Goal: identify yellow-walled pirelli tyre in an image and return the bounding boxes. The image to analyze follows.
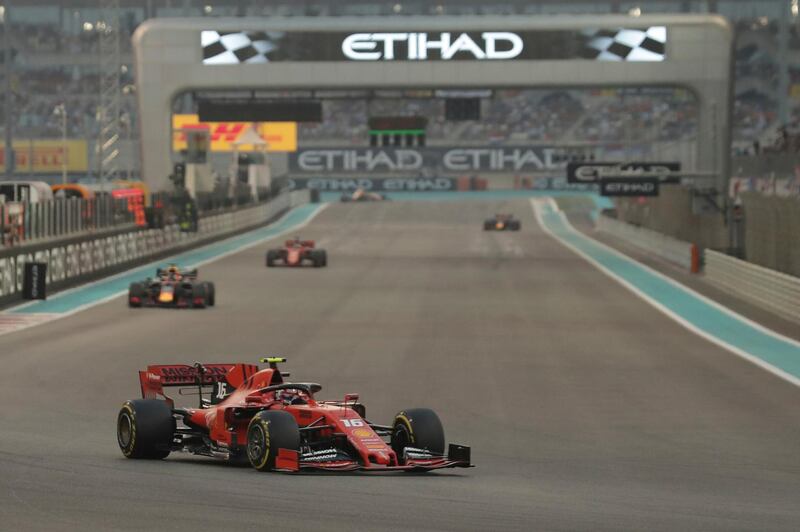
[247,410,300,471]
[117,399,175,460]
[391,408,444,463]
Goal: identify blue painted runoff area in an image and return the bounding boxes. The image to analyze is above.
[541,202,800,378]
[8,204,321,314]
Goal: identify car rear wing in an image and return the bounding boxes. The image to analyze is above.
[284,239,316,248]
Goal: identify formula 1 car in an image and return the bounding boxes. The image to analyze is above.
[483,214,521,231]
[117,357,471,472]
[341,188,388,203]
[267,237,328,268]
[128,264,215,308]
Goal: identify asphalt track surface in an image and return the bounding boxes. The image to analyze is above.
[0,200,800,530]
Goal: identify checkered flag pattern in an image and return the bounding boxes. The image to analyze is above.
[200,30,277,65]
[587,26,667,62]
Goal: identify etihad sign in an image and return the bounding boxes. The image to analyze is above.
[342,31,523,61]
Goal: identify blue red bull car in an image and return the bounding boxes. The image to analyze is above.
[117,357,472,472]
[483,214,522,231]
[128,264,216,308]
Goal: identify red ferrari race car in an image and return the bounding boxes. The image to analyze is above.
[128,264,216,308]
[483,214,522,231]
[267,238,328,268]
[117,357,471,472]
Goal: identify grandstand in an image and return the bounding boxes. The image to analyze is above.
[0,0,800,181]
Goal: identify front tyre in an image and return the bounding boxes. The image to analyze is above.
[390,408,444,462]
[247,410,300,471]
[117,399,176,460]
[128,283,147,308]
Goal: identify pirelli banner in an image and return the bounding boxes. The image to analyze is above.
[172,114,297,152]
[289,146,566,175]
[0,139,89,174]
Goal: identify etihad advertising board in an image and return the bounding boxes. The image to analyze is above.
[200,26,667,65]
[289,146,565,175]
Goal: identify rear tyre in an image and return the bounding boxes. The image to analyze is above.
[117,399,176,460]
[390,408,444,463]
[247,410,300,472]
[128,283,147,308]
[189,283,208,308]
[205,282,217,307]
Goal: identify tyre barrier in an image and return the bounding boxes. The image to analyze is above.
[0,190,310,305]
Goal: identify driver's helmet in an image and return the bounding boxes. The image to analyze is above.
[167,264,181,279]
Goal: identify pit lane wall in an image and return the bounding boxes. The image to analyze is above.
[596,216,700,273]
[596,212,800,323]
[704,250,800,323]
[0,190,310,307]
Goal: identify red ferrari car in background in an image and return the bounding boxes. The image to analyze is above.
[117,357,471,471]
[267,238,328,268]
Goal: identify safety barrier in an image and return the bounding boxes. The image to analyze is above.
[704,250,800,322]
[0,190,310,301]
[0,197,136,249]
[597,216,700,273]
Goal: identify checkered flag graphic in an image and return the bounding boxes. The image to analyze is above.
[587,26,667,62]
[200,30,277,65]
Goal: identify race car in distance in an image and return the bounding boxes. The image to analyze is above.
++++++++++++++++++++
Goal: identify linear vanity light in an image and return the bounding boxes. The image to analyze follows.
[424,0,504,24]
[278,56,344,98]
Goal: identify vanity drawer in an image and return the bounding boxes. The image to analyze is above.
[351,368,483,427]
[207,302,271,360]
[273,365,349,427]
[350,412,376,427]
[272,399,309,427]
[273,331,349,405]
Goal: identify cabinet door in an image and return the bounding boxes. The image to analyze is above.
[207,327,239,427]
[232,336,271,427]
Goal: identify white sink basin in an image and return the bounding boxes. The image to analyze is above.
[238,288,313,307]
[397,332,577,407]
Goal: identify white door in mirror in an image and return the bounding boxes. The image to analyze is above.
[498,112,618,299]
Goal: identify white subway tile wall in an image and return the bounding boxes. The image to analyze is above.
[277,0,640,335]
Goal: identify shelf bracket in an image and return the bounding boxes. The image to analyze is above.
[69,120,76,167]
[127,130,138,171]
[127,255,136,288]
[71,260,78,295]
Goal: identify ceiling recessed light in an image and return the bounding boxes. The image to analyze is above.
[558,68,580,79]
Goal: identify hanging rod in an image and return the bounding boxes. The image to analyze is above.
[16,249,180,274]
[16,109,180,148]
++++++++++++++++++++
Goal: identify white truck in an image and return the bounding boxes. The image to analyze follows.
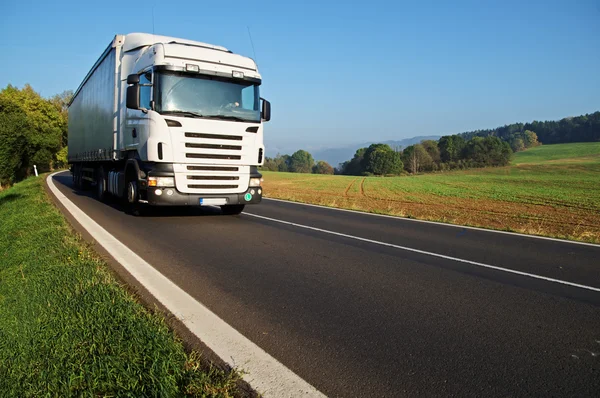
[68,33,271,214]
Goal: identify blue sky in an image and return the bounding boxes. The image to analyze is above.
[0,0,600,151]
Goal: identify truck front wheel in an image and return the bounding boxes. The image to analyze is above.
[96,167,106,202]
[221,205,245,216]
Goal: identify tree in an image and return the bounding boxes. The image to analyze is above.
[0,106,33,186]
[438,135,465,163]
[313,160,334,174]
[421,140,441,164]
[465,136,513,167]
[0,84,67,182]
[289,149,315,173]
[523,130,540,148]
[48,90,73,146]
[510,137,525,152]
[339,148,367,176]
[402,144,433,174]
++++++++++++++++++++
Reproduce the records word for word from the line containing "Goal: identify vanity" through the line containing "[277,0,640,335]", inclusive.

◆ **Solution for this task**
Goal: identify vanity drawer in an image and return the bounding boxes. The image to analyze is above.
[351,368,483,427]
[207,302,271,360]
[273,365,349,427]
[350,412,376,427]
[272,399,309,427]
[273,331,349,405]
Goal: identify cabinet door in an image and return the bounding boxes. The image to analyze is above.
[207,327,239,427]
[232,336,271,427]
Goal: identify white sink basin in an image and return the bounding boxes. The image to analyze is above.
[238,288,313,307]
[397,332,577,407]
Goal: identify white door in mirror in an image and return the bounding boxes. The image to analyze is above.
[498,112,618,299]
Goal: identify white subway tile wall in an image and return the bounding boxes. The image to analyze is above.
[277,0,640,335]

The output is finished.